# START OF Extract to read
Earlier this week, it was revealed that Philippe Coutinho’s five-and-a-half year contract deal with Barcelona, is set to contain a massive £400 million release clause. Judging by current trends, £400 million is probably what Man City are planning on bidding for Jonny Evans next week; however, the ridiculous amount has seen Coutinho move into the Top 10 list of football’s biggest release clauses.
Here are the other nine:
Dani Ceballos – £443m
Having signed a six-year deal with Real Madrid in July 2017, Dani Ceballos boasts one of the biggest release clauses in world football. The 21-year-old has made just six league appearances for Los Blancos this season, and is unlikely to feature in the starting XI any time soon, with the likes of Toni Kroos and Luca Modric being preferred in central midfield positions. By the time Ceballos’ contract runs out, he will be 27-years-old, and Madrid are hopeful that he will develop into one of their biggest stars. One likely explanation for Ceballos’ astronomical release clause, is that prior to signing for Madrid, the midfielder was linked with a move to Barcelona. Good luck trying to buy him any time soon.
# END OF Extract to read
# START OF Records supplied
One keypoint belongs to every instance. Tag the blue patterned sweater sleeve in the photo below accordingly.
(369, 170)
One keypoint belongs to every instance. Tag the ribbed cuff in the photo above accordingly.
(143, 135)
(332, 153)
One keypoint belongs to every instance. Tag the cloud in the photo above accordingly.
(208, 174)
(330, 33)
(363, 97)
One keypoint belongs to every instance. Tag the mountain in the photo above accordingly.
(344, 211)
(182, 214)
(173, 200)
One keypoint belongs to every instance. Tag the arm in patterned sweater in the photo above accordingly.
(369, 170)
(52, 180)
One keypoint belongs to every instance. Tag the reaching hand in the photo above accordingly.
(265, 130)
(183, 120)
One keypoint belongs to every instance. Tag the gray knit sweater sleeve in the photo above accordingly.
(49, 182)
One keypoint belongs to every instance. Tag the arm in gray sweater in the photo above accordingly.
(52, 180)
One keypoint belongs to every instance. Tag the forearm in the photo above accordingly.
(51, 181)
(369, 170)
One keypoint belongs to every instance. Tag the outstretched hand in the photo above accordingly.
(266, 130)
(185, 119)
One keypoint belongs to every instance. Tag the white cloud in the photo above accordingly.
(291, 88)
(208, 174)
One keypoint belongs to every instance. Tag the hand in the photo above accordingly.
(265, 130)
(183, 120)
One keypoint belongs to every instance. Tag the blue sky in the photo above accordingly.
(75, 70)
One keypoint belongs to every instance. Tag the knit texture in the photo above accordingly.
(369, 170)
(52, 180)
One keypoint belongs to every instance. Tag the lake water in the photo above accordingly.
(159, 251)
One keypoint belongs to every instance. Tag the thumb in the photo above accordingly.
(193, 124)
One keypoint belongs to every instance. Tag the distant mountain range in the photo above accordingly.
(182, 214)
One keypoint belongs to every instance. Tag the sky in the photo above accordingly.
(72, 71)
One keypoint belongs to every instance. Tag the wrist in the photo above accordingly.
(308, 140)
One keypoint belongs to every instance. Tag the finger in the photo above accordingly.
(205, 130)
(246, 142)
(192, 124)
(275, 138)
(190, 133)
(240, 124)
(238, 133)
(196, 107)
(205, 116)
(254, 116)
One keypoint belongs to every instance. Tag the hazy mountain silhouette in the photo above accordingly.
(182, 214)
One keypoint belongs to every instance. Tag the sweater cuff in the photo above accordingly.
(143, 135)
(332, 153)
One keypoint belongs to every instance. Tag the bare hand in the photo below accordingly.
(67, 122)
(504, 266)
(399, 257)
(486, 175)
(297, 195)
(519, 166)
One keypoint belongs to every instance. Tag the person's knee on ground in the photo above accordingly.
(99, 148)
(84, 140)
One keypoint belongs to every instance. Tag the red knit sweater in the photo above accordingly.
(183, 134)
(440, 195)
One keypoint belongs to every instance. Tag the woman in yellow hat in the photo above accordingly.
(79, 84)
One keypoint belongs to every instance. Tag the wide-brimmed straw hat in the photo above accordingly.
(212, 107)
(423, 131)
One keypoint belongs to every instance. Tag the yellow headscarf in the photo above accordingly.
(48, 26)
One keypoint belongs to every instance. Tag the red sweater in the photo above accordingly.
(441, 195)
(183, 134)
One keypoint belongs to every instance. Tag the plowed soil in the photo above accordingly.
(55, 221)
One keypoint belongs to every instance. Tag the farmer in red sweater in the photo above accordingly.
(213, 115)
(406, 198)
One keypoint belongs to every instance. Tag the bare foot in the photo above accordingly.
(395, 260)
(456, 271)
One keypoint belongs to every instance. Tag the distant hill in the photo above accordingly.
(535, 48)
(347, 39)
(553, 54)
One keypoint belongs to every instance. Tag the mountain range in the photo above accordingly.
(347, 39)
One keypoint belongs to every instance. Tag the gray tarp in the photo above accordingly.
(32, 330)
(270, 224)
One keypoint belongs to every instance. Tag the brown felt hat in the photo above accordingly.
# END OF Records supplied
-- Short exercise 1 --
Reproduce the records word for word, beginning at the line that contains "One keypoint belongs to every instance. Tag the mountain range" and continuing through the final line of the records.
-- Short exercise 2 --
Continue the article on football's biggest release clauses from where it stops.

-- Final answer 1 --
One keypoint belongs to every instance. Tag the mountain range in the photo above accordingly.
(347, 39)
One keypoint belongs to every instance. Tag the gray tarp in the photo above accordingly.
(32, 330)
(270, 224)
One keypoint belongs to every instance. Tag the brown felt hat in the photo above accordingly.

-- Final answer 2 --
Toni Kroos – £443m
Toni Kroos is one of the most talented central midfielders in the world, and a pivotal part of Real Madrid’s success over the last few seasons. Since joining the Spanish giants in 2014, Kroos has claimed one La Liga title, and two Champions League winners medals. At 28-year-old, Kroos is fast approaching the peak of his career, and it comes as no surprise that Madrid have done all they can to protect one of their biggest assets. The German’s current contract is set to expire in 2022, but you can almost guarantee that Kroos will be signing an extension long before that. There are very few midfielders in the same bracket as Toni Kroos, and provided the likes of Man City and PSG don’t come knocking, the German is on course to become a Real Madrid legend.
Luka Modric – £443m
Much like Toni Kroos, Luka Modric has been at the very heart of Real Madrid’s recent domination of European football. The fact that both Kroos and Modric have the exact same release clauses, is testament to both their dynamic midfield partnership, and Madrid’s awareness that they are becoming hugely important to the fabric of the club. Ronaldo, Bale, and Benzema often take the lion’s share of the praise when Madrid outperform their opponents, but without Luka Modric making things tick in the middle of the park, Los Blancos would be miles behind rivals Barcelona.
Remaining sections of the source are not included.